Start of INPUT DATA

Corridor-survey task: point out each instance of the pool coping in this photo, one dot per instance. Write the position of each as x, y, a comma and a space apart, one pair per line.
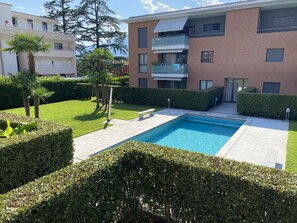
237, 147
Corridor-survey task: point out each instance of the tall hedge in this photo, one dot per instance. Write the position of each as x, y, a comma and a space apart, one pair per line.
185, 99
25, 157
266, 105
173, 184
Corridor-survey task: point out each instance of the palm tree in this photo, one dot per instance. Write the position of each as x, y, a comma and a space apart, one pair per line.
27, 43
26, 82
40, 93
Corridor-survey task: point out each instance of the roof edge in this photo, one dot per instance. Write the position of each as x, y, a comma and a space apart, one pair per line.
207, 10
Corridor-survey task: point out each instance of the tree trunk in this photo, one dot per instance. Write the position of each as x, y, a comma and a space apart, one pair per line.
36, 106
97, 97
31, 63
26, 104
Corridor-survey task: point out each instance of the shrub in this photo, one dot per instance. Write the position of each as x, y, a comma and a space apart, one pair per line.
65, 89
266, 105
171, 183
25, 157
196, 100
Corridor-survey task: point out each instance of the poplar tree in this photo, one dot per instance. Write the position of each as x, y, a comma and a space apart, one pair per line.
99, 26
61, 11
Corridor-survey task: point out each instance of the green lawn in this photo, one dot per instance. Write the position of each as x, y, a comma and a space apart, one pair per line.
291, 164
80, 114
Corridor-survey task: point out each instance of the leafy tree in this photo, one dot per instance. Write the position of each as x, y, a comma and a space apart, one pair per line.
26, 82
27, 43
61, 11
98, 25
96, 67
40, 93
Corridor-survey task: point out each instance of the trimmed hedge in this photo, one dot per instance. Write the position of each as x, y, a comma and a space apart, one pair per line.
266, 105
185, 99
25, 157
64, 90
138, 177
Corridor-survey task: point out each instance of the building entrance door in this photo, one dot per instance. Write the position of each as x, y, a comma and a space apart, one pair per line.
233, 86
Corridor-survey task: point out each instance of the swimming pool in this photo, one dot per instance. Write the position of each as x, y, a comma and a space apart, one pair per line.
194, 133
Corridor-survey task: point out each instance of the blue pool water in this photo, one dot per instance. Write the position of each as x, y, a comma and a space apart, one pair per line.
194, 133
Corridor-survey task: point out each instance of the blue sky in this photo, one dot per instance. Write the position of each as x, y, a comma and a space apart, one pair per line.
123, 8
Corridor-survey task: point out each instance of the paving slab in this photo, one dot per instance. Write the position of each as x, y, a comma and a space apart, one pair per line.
259, 141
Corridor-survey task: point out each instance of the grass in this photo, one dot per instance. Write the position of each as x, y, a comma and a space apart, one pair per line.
80, 114
291, 163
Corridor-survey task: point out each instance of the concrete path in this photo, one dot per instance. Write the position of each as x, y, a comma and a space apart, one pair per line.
259, 141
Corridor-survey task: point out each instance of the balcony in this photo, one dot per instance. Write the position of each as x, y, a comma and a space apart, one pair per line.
170, 44
174, 72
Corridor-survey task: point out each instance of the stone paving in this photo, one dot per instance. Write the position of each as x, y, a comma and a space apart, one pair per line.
259, 141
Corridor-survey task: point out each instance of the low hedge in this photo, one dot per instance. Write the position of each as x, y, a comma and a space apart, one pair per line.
185, 99
64, 90
266, 105
174, 184
25, 157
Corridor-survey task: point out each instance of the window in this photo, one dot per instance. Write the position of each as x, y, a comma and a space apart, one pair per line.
142, 82
44, 26
284, 21
142, 61
142, 38
271, 87
275, 55
14, 21
30, 23
205, 84
212, 27
58, 46
207, 56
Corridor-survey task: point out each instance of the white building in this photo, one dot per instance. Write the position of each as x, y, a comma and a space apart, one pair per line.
61, 57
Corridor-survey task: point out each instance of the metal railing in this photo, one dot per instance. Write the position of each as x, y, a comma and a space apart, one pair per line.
170, 69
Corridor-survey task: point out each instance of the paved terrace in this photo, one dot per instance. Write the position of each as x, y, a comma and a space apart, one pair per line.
259, 141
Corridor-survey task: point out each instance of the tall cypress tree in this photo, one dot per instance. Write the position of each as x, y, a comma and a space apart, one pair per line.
99, 26
61, 11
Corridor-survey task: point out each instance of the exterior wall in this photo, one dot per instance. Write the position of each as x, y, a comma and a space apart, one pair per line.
199, 24
134, 51
64, 61
241, 53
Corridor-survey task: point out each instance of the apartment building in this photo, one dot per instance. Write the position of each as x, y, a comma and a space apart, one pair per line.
61, 58
236, 45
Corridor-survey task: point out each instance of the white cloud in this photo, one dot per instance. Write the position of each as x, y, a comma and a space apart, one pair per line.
208, 2
153, 6
20, 7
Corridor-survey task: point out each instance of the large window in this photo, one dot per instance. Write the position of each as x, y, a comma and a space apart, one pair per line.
142, 38
58, 46
207, 56
142, 58
271, 87
142, 82
30, 23
275, 55
44, 26
205, 84
212, 27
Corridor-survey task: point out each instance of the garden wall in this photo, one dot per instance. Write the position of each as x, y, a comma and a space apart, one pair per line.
266, 105
185, 99
173, 184
25, 157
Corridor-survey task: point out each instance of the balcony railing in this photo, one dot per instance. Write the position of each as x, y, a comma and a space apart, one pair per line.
281, 29
169, 71
170, 43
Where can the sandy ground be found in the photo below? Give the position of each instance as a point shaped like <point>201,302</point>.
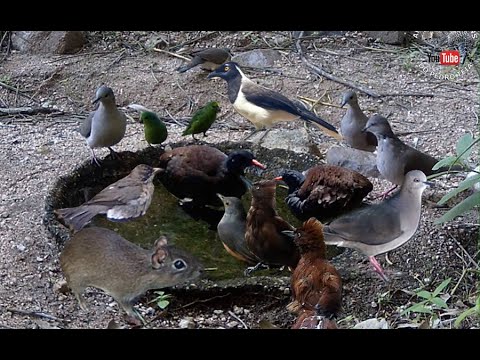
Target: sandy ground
<point>36,150</point>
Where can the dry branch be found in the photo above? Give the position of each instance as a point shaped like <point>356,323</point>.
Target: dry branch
<point>27,111</point>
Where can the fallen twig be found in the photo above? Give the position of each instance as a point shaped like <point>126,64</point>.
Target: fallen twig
<point>117,60</point>
<point>319,71</point>
<point>36,314</point>
<point>202,301</point>
<point>171,54</point>
<point>188,42</point>
<point>232,314</point>
<point>27,111</point>
<point>16,91</point>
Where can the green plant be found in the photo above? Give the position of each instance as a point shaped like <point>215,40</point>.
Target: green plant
<point>430,302</point>
<point>162,299</point>
<point>464,148</point>
<point>475,310</point>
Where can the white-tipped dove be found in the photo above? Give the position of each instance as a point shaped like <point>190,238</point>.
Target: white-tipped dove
<point>379,228</point>
<point>394,157</point>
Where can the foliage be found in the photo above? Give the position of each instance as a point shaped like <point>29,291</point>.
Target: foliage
<point>162,299</point>
<point>475,310</point>
<point>431,300</point>
<point>464,148</point>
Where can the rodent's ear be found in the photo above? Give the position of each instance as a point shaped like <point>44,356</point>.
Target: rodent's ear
<point>160,242</point>
<point>157,258</point>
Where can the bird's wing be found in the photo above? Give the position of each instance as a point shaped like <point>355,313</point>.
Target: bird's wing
<point>86,126</point>
<point>270,100</point>
<point>118,193</point>
<point>371,225</point>
<point>416,160</point>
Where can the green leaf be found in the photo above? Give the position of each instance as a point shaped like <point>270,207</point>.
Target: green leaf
<point>425,294</point>
<point>466,205</point>
<point>439,302</point>
<point>465,146</point>
<point>463,316</point>
<point>440,287</point>
<point>162,304</point>
<point>464,185</point>
<point>420,308</point>
<point>449,160</point>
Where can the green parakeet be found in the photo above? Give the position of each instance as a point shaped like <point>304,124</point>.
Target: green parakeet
<point>155,130</point>
<point>202,119</point>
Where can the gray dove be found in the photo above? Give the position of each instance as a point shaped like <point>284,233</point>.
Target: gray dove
<point>126,199</point>
<point>379,228</point>
<point>105,126</point>
<point>395,158</point>
<point>352,124</point>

End of INPUT DATA

TRY IT
For every line in the listing above that mentions the word "shaped", make a copy.

RESULT OF THIS TASK
Where can the sandy ground be found in the photo below? Give the position of each instance as a point shaped like <point>201,302</point>.
Where can the dry branch be found in the photo above? Give the position of each instance as a point shaped like <point>356,323</point>.
Where can the fallen twig be found in the photo above? Give the position of each instance as a point shaped like <point>126,64</point>.
Where can the green plant be found in the photo above? Give the position of each instance as a point shaped like <point>215,40</point>.
Where can the white-tipped dove be found in the photo above? Give the position of each instance as a point shaped like <point>190,238</point>.
Where can the foliage be found in the photo above? Give the position of each instance as a point shaped like <point>29,291</point>.
Where can the rodent's ear be found in the photo above? Give the position of each instance as a point shaped like <point>44,356</point>.
Where can the bird's wing be found in the photo above? Give the position of each instance as a point shaped like <point>355,313</point>.
Where can the green leaf be found in the photo above? Give the position of each instance as a point shaped like <point>270,207</point>.
Where can the green parakeet be found in the photo above? Give the position of each instance as a point shaped like <point>304,124</point>.
Where can the gray dove be found in the photo above? Give the position of each instance as a point shaped like <point>284,233</point>.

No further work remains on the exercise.